Exercise instructions:
Lines before the one containing "Where can you see the amber" are left out; copy that line and every later line through the end of the data exactly.

++++++

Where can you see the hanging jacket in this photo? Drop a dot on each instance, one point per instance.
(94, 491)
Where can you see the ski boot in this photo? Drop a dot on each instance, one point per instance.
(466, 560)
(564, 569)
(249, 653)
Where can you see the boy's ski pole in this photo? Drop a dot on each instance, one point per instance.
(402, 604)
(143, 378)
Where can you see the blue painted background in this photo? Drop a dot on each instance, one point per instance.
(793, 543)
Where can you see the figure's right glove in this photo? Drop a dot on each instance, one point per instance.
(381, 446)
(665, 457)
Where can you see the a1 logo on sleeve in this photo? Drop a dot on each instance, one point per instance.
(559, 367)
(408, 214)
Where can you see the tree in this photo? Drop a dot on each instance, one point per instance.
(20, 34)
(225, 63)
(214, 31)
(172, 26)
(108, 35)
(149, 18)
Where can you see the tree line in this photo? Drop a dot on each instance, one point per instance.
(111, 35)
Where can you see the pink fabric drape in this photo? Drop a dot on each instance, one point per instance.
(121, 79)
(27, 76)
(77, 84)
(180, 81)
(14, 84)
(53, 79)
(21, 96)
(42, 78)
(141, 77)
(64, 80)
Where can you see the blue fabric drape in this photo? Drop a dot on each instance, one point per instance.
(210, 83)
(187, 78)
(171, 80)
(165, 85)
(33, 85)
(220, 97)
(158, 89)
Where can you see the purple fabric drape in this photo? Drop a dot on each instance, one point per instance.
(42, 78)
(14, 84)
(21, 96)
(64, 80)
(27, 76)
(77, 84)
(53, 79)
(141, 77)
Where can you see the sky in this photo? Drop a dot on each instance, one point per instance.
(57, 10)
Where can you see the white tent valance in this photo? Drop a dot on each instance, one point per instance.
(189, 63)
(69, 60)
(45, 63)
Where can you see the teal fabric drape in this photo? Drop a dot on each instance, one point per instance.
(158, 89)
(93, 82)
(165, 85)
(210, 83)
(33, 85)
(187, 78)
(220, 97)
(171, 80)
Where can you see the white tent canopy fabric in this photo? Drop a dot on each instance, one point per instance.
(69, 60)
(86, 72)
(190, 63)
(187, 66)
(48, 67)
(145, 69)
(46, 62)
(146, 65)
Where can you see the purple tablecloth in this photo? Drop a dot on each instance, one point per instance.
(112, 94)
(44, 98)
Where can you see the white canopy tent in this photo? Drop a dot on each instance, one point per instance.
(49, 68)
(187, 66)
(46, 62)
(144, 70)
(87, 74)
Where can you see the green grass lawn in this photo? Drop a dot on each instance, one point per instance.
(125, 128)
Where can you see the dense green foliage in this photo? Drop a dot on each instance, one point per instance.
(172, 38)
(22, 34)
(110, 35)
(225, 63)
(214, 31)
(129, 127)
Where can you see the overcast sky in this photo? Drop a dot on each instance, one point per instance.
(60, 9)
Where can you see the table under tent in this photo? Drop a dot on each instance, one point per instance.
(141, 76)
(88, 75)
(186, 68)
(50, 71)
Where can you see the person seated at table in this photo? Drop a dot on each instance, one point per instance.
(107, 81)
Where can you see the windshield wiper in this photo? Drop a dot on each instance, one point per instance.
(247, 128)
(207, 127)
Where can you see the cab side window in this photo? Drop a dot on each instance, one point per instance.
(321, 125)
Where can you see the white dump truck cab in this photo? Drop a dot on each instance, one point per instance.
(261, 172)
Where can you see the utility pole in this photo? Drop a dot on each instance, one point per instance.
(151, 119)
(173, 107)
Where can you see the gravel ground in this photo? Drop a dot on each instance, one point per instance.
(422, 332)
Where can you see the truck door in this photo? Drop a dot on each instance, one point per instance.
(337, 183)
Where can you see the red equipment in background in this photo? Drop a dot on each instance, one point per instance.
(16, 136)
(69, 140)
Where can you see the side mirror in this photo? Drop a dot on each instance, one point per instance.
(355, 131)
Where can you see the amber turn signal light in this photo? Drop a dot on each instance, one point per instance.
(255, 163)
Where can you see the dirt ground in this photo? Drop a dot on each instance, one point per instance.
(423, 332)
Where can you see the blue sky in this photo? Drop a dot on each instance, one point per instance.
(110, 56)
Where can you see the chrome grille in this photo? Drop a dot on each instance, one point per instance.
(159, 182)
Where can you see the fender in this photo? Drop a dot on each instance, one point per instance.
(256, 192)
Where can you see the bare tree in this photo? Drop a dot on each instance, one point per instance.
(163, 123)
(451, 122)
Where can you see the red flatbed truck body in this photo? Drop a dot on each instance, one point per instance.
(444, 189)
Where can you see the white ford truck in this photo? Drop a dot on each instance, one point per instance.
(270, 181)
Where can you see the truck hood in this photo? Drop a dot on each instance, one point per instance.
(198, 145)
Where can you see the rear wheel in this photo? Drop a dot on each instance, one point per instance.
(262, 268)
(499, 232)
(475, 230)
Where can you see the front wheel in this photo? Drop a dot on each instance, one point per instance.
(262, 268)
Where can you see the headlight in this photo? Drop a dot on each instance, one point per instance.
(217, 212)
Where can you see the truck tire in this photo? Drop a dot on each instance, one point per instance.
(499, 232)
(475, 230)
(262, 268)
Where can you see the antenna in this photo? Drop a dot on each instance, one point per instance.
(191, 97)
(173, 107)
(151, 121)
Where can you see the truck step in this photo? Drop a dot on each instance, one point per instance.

++++++

Full response:
Where can you see the amber turn signal light in this photo? Drop a dot on each instance, one point per instance.
(255, 163)
Where can you see the dirt ground in this photo? Drop a dot on each instance, one point per instance.
(423, 332)
Where can you see the blue sky in this photo? Drop a dot on each instance, one point per instance.
(110, 56)
Where can you see the chrome grille in this photo? Drop a dot on each instance, one point per instance.
(159, 182)
Where can you see the fender in this photo? Drop a dot on each instance, one point per instance.
(256, 192)
Where can you see the bare tree in this photo? Drop a dot on each instance, one point per instance.
(163, 123)
(451, 122)
Where can you see the red flatbed truck body in this photo? Drop a dot on each instance, one point per instance.
(444, 189)
Where can you see the white ford truck in this photo? Drop a dot on each instance, one point per instance.
(270, 181)
Where can you see the truck hood in this photo? Drop a dot on each instance, one point per instance.
(198, 145)
Where can you see the rear wheel in this photo? Drop a dot on each instance, one point per instance.
(262, 268)
(499, 232)
(475, 230)
Where can you see the front wheel in this photo? Drop a dot on each instance, one point per instance.
(262, 268)
Where can you see the headlight in this photo? Drop a dot on each instance, one point per instance.
(217, 212)
Where can you see the truck tire in this photo? Drop a dot on each instance, one point per instance.
(499, 232)
(475, 230)
(262, 268)
Where can you see the antenna in this photo? Drop a dot on each instance, one point per instance.
(191, 97)
(173, 107)
(151, 121)
Where can you see the truck step in this photo? Drop a dot on each instance, one point per instance.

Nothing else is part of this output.